## AIM OF THE TASK
Report every line of the records that includes the word "green".

(WORKING DATA Opens)

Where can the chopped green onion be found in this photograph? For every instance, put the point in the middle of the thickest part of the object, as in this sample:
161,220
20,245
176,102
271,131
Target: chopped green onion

(WORKING DATA Closes)

## RESPONSE BOX
Where can the chopped green onion be found in this photograph? For every instance, put the point in the middle of the thickest part of the object, as in this sample:
Target: chopped green onion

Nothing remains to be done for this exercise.